■ STORED ROWS ■
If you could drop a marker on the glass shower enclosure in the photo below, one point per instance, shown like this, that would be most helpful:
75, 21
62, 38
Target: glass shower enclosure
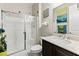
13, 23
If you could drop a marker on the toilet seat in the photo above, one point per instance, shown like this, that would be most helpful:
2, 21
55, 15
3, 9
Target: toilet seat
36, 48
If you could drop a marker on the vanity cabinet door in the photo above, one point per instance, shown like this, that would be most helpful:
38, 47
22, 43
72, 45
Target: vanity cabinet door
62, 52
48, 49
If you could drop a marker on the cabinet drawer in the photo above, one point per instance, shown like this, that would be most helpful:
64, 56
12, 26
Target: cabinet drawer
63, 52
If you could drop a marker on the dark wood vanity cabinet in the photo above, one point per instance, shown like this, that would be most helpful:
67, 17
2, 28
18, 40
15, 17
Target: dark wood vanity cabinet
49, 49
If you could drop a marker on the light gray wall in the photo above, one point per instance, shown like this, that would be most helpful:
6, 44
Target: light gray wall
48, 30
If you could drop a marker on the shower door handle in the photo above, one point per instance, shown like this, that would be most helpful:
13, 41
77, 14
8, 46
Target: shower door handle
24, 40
--
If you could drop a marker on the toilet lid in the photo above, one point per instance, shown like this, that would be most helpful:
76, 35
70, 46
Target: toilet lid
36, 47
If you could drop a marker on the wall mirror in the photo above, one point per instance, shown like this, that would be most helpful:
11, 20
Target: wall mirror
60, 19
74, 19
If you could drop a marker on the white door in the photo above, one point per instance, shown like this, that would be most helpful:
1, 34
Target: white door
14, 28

■ GIVEN TASK ■
Please pick out every line in the data above that contains the string "mirror" and copy each one. Case counts, so match capitals and lowercase letters precisely.

■ FINAL ANSWER ■
If you could drop a marker on the wall mirror in the photo above, one point per instance, shown like this, that would be most helpful:
Target: wall mirror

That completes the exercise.